# Songs of Zion by Mike Bushell now available in a new edition



## NaphtaliPress (May 23, 2011)

Just heard from Mike Bushell that the new edition of _Songs of Zion_ is available here and should be at other outlets like Amazon eventually.


----------



## ADKing (May 23, 2011)

Can you give us a hint about how it differs from previous editions? I heard it was being revised or updated. What new material will there be? (Trying to figure out if it is necessary to buy a new edition).


----------



## JML (May 23, 2011)

Thanks for letting us know. I can't wait to purchase this. I don't have the older editions. I think that the updates are refutations of some of the arguments that have been presented since the publication of the previous edition.


----------



## NaphtaliPress (May 23, 2011)

Adam,
I'm not sure exactly, as it is significantly different from the MS I had when I was considering publishing it. I know when Mike discussed the earlier MS he considered it as almost a different work from the older editions. 


ADKing said:


> Can you give us a hint about how it differs from previous editions? I heard it was being revised or updated. What new material will there be? (Trying to figure out if it is necessary to buy a new edition).


----------



## ChristianTrader (May 23, 2011)

▬▬▬▬▬▬

## Given task
Can you carry the forum thread about the new edition of Songs of Zion forward from its last line?

▬▬▬▬▬▬

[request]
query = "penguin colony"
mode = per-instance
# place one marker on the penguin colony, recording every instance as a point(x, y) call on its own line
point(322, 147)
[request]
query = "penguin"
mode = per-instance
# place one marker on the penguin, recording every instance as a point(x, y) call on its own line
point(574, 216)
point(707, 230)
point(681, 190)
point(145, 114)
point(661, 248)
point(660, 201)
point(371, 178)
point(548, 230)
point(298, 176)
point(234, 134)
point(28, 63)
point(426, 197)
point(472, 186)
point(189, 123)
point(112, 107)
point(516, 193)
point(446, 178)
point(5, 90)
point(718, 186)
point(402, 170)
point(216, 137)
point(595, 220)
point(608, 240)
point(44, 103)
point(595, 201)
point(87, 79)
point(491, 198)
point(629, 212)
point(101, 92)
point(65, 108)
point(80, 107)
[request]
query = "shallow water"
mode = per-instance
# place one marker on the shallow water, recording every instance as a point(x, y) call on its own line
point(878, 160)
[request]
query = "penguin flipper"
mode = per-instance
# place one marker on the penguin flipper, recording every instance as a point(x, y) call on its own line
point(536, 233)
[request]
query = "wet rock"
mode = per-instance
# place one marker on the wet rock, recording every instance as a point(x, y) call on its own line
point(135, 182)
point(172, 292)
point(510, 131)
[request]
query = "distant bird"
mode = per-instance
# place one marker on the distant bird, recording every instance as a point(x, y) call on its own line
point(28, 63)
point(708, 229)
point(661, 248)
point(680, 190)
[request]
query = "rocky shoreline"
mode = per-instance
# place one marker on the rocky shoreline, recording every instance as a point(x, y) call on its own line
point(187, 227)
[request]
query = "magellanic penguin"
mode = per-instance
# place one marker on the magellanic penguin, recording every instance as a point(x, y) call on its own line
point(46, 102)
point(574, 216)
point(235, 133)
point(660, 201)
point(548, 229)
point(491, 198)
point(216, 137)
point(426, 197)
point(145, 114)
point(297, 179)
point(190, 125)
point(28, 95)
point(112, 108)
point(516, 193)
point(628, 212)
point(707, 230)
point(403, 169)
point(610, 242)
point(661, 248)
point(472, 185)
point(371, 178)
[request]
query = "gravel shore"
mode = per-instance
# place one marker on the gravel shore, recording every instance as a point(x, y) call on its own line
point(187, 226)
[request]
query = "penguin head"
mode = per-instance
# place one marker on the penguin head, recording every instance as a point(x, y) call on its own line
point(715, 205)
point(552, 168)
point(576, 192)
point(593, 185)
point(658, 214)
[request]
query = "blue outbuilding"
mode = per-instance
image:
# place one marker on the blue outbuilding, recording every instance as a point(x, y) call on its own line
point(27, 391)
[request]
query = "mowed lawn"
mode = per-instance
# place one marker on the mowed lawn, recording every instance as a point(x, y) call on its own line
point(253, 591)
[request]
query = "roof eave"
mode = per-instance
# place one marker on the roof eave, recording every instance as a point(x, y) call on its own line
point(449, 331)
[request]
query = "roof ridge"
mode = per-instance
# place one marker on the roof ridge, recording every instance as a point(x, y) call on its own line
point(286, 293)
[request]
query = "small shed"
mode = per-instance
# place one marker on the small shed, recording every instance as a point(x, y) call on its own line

▬▬▬▬▬▬

## Exercise response
ADKing said:


> Can you give us a hint about how it differs from previous editions? I heard it was being revised or updated. What new material will there be? (Trying to figure out if it is necessary to buy a new edition).


 
If you go to the site, there is a preview of the book with the table of content and the new preface where he explains some of the differences between this edition and the earlier ones.

CT


----------



## markkoller (May 24, 2011)

Been looking forward to this edition for a while now. I can't wait to read it.


----------



## CalvinandHodges (May 24, 2011)

*The Songs of Zion*

Hi:

The latest edition of Michael Bushnell's book is now available:

The new edition of Songs of Zion by Michael Bushell is now available | Exclusive Psalmody

I was not sure where to put this post. Sorry if it is in the wrong forum.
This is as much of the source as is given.